**Exercise aim:** Please copy out every row below, requests included, and scale each point coordinate in the answers by 1.8, rounding to whole numbers with halves rounded up.

(Entries from a point annotation set)

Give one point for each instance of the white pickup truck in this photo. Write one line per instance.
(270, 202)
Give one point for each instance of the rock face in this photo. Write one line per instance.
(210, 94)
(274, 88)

**Full response:**
Give one point for each instance of the white pickup truck in this photo. Write one line per instance.
(486, 364)
Give one point for each instance of the rock face in this photo. Write one line per instance.
(378, 169)
(493, 158)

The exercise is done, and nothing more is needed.